::: Input material
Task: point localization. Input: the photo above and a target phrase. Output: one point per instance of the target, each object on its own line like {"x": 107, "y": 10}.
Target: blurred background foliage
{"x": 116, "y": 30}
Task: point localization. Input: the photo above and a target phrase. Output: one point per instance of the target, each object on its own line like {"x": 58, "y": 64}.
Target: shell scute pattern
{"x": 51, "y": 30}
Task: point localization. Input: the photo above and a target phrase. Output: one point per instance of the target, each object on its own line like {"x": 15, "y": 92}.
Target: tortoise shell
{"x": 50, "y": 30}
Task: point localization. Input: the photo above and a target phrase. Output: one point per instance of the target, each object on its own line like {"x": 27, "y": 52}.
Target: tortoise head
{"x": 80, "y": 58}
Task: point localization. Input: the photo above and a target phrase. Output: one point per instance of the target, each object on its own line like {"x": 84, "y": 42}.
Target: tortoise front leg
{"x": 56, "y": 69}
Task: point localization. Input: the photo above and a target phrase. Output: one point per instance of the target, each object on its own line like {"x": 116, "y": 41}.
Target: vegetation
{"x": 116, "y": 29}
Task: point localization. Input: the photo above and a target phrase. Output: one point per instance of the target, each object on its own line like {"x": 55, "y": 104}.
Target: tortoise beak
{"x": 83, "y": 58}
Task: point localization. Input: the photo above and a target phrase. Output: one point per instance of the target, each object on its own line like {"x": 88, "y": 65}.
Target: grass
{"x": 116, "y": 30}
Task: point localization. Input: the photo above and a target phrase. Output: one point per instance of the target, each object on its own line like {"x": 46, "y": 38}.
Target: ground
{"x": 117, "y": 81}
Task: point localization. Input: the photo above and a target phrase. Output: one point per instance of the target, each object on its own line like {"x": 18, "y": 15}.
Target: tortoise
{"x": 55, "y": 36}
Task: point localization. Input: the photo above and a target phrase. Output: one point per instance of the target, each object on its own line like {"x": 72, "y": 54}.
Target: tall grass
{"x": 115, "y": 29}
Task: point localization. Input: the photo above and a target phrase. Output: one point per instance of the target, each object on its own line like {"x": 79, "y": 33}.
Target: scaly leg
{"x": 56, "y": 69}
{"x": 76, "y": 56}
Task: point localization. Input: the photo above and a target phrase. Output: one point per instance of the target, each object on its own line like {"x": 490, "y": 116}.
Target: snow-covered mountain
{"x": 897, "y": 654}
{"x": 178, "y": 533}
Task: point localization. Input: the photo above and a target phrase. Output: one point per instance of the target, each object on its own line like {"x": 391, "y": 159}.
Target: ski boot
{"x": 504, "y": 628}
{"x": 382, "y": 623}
::::::
* [Task description]
Transcribe the material so that every line matches the original exactly.

* [Result for this task]
Task: point localization. Input: the photo above and a target phrase. Output: one point per instance of the target, each object on its own line like {"x": 107, "y": 10}.
Target: blurred background foliage
{"x": 116, "y": 30}
Task: point localization. Input: the photo above and a target phrase. Output: one point per instance of the target, each object on its own line like {"x": 58, "y": 64}.
Target: shell scute pattern
{"x": 51, "y": 30}
Task: point localization. Input: the photo above and a target phrase. Output: one point per instance of the target, each object on its own line like {"x": 15, "y": 92}.
Target: tortoise shell
{"x": 50, "y": 30}
Task: point localization. Input: the photo above and a target phrase. Output: one point per instance of the target, each object on its own line like {"x": 27, "y": 52}.
Target: tortoise head
{"x": 80, "y": 58}
Task: point localization. Input: the photo above and a target phrase. Output: one point per instance of the target, each object on its own line like {"x": 84, "y": 42}.
Target: tortoise front leg
{"x": 56, "y": 69}
Task: point localization. Input: the photo above and a target phrase. Output: one point per instance of the target, each object on its own line like {"x": 116, "y": 41}.
Target: vegetation
{"x": 116, "y": 29}
Task: point localization. Input: the photo above and a target phrase. Output: one point per instance of the target, each object on its own line like {"x": 55, "y": 104}.
Target: tortoise beak
{"x": 83, "y": 58}
Task: point localization. Input: the photo above and a target phrase. Output: one point per instance of the target, each object on its own line like {"x": 88, "y": 65}.
Target: grass
{"x": 116, "y": 30}
Task: point localization. Input: the photo above and a target phrase. Output: one point per instance of the target, each object on its own line like {"x": 46, "y": 38}.
Target: ground
{"x": 117, "y": 81}
Task: point localization. Input: the photo above and a target phrase. Output: one point per instance of the target, each object on its own line like {"x": 18, "y": 15}.
Target: tortoise
{"x": 55, "y": 36}
Task: point localization. Input: the photo above and a target phrase. Output: one point per instance of the target, each object on its own line like {"x": 72, "y": 54}.
Target: tall grass
{"x": 115, "y": 29}
Task: point localization. Input: the photo above and a target phrase. Output: one point per instance of the target, each object on its own line like {"x": 79, "y": 33}.
Target: scaly leg
{"x": 56, "y": 69}
{"x": 76, "y": 56}
Task: point localization. Input: the photo above and a target phrase. Output: one point per instance of the target, each object on its own line like {"x": 490, "y": 116}.
Target: snow-covered mountain
{"x": 897, "y": 654}
{"x": 178, "y": 533}
Task: point localization. Input: the photo above and a target phrase. Output: one point per instance of the target, each object on its own line like {"x": 391, "y": 159}.
Target: ski boot
{"x": 504, "y": 628}
{"x": 382, "y": 623}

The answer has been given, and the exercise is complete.